*Problem details*
Copy the lines below word for word, from the very first line through the line that holds "[28,423,522,871]".

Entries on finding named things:

□ □ □ □ □

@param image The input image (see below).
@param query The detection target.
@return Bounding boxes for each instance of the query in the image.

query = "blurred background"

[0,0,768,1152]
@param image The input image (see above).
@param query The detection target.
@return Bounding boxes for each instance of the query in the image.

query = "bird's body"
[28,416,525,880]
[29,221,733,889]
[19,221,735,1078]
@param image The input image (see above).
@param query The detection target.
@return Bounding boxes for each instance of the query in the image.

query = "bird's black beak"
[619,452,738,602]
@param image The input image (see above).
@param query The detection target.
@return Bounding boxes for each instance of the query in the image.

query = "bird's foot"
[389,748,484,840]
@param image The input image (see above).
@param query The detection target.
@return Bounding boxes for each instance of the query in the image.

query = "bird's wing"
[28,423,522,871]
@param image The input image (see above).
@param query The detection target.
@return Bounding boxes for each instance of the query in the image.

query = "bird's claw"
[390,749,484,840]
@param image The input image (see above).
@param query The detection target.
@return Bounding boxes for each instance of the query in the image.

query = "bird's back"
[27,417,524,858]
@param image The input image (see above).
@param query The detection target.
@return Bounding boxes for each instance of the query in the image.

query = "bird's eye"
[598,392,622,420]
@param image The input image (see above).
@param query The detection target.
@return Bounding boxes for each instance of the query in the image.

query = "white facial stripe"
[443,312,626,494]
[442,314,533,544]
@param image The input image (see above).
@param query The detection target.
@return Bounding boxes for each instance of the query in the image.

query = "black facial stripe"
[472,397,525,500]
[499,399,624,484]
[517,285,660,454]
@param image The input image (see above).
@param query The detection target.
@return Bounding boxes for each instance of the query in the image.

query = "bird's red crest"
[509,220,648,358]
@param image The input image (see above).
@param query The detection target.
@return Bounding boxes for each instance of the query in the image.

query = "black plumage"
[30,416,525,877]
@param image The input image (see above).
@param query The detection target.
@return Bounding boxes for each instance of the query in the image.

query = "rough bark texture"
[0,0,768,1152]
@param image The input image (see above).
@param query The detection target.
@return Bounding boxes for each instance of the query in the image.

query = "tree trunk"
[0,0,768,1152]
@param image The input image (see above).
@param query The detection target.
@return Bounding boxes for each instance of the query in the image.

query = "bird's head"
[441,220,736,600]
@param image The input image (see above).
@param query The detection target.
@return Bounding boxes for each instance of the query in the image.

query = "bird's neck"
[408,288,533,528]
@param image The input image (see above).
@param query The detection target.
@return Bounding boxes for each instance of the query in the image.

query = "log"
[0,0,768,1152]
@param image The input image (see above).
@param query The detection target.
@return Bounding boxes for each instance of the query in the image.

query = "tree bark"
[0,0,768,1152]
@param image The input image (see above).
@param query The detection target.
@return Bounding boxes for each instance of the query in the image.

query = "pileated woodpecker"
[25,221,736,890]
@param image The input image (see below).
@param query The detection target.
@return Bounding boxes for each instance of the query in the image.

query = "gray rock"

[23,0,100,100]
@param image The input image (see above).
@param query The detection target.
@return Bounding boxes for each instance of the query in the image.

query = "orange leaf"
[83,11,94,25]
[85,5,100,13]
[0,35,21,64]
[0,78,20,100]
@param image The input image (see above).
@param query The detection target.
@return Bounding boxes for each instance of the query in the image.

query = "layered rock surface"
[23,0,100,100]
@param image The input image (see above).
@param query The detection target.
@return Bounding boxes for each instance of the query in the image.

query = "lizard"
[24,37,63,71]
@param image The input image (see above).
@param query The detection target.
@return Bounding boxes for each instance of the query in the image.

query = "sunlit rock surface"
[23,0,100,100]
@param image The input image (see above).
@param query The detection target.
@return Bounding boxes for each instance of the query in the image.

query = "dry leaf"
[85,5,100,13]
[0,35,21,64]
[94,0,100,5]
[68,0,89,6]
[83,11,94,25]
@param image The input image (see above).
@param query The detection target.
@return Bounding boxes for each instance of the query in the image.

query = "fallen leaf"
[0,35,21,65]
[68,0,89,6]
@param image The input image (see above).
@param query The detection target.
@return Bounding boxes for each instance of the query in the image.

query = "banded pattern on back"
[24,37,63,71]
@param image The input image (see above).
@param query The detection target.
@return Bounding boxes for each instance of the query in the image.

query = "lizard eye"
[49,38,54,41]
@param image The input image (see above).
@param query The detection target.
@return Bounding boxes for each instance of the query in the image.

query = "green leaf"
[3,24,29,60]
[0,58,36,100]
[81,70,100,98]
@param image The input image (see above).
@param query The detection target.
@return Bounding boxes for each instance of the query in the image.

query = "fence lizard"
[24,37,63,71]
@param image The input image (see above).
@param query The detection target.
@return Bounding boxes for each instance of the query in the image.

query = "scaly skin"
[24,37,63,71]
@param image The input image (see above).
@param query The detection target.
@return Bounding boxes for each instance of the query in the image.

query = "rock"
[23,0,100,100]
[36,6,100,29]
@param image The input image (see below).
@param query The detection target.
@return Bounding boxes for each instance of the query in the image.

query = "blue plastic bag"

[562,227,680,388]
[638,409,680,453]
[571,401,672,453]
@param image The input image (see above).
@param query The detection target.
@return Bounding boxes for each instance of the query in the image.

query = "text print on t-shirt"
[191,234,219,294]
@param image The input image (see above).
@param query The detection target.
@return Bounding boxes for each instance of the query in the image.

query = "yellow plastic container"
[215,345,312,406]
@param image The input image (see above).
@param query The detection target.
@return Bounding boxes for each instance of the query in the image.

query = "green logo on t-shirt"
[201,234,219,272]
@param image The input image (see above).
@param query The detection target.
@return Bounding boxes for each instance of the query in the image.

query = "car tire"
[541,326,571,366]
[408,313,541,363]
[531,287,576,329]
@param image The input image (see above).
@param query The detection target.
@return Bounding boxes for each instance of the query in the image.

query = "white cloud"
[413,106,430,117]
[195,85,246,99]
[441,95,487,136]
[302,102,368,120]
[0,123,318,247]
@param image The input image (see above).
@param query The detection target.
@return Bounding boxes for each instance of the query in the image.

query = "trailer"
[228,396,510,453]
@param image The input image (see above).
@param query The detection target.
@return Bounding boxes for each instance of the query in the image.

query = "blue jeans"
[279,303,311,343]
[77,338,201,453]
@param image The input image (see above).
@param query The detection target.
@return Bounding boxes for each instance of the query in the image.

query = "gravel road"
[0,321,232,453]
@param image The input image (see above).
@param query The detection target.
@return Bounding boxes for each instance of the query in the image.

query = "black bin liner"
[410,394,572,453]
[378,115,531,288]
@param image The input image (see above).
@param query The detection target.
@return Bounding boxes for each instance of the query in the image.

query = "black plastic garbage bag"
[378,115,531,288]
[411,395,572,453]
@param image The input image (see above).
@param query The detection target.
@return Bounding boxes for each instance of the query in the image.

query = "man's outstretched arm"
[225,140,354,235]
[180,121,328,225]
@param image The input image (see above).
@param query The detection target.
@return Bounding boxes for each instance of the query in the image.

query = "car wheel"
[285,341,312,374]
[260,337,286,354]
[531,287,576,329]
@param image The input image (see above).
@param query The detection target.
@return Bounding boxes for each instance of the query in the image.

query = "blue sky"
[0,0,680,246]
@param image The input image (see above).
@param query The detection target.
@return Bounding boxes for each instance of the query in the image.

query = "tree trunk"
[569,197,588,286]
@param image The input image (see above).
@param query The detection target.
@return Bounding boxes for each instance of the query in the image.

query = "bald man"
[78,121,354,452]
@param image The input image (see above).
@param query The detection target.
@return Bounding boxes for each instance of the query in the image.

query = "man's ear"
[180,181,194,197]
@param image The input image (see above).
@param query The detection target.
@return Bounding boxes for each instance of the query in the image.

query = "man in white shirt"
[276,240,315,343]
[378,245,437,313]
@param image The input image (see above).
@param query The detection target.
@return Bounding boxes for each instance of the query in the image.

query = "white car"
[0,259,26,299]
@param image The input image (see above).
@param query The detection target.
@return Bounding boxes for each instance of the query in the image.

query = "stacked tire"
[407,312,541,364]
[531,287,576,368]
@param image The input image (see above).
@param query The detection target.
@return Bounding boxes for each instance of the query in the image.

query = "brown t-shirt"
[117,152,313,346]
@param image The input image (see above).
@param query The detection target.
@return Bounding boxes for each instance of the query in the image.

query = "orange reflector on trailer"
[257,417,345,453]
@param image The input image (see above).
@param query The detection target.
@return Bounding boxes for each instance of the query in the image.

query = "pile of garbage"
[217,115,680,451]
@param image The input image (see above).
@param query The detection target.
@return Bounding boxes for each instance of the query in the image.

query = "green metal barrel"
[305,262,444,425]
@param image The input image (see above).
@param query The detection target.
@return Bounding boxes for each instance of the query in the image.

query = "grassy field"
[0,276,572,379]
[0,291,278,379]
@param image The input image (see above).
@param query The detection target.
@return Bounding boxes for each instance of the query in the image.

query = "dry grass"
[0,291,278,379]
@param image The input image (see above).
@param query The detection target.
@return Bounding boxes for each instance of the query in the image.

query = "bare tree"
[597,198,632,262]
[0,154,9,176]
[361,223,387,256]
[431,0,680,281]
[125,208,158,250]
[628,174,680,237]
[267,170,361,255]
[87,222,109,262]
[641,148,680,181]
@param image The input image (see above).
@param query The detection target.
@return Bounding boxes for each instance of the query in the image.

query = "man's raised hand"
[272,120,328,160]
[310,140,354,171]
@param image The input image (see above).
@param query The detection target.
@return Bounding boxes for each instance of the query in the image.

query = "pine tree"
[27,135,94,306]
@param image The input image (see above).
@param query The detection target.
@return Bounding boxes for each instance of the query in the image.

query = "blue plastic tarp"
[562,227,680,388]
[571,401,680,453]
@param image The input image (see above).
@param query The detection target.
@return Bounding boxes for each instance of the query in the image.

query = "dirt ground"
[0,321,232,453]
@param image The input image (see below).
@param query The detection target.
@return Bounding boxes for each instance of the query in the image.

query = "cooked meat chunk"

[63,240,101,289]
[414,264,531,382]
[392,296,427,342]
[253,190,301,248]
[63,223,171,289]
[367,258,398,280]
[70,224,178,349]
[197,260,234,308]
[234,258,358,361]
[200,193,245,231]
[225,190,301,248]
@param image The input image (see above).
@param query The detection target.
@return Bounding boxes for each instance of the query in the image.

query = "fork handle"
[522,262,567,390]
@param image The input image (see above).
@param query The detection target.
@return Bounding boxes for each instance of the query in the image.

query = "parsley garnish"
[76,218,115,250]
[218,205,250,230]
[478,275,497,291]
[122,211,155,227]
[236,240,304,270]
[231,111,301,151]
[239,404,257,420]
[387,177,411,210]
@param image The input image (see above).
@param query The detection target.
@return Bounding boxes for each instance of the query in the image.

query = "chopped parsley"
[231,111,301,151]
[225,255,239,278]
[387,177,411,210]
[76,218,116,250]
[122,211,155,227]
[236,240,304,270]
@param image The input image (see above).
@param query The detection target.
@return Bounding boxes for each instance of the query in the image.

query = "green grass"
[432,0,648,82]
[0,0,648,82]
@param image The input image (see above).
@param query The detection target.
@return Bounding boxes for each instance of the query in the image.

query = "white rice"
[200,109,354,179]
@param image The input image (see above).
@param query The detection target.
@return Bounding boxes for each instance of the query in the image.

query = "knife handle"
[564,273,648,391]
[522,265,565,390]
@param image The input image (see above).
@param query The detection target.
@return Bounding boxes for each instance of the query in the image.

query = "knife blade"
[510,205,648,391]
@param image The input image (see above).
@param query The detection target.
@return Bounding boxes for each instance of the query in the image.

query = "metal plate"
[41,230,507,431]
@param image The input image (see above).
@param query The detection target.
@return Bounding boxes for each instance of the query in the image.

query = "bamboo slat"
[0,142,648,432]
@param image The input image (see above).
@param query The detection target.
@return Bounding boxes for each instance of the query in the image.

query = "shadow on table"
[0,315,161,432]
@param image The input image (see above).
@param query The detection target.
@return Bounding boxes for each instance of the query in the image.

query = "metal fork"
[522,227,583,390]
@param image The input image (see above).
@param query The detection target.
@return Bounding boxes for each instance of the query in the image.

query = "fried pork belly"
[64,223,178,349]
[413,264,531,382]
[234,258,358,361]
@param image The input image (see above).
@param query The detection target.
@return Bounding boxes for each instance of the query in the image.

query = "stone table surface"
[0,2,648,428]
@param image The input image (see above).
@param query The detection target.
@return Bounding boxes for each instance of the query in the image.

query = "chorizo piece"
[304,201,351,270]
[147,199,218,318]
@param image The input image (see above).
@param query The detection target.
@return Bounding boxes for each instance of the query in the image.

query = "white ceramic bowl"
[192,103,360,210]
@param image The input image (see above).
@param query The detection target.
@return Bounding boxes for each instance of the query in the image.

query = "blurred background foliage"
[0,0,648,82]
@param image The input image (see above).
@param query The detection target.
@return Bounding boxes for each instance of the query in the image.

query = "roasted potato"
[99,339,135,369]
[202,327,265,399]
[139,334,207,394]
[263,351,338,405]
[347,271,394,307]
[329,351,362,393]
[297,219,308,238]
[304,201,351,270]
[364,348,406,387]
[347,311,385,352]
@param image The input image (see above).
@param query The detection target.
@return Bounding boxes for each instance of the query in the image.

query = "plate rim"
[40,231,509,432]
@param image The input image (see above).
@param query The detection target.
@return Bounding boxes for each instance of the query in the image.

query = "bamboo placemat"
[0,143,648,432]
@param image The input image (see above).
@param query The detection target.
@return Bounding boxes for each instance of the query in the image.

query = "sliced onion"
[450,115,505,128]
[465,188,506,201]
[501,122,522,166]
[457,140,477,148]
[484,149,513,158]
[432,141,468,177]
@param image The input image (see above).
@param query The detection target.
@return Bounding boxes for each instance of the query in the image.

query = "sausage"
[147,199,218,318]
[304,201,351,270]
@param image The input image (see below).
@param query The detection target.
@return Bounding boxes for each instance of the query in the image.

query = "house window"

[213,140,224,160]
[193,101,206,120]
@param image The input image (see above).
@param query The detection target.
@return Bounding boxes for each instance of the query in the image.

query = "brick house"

□ □ □ □ □

*Response*
@param image The input image (see below).
@param query The detection target.
@return Bounding boxes for each instance of the query in the image.

query = "blurred background"

[0,0,768,1152]
@param image The input image (see above).
@param query The detection target.
@return Bounding boxes for each instance of the query in the image.

query = "bird's body"
[28,416,525,880]
[29,221,733,889]
[19,221,735,1078]
@param image The input image (see above).
@param query The detection target.
@return Bounding boxes for each instance of the query in the image.

query = "bird's black beak"
[619,452,738,602]
@param image The input image (see above).
@param query The detection target.
@return Bounding boxes for each instance of the query in the image.

query = "bird's foot"
[389,748,484,840]
@param image The input image (see above).
@param query The detection target.
@return Bounding boxes for each instance of the query in the image.

query = "bird's wing"
[28,423,522,871]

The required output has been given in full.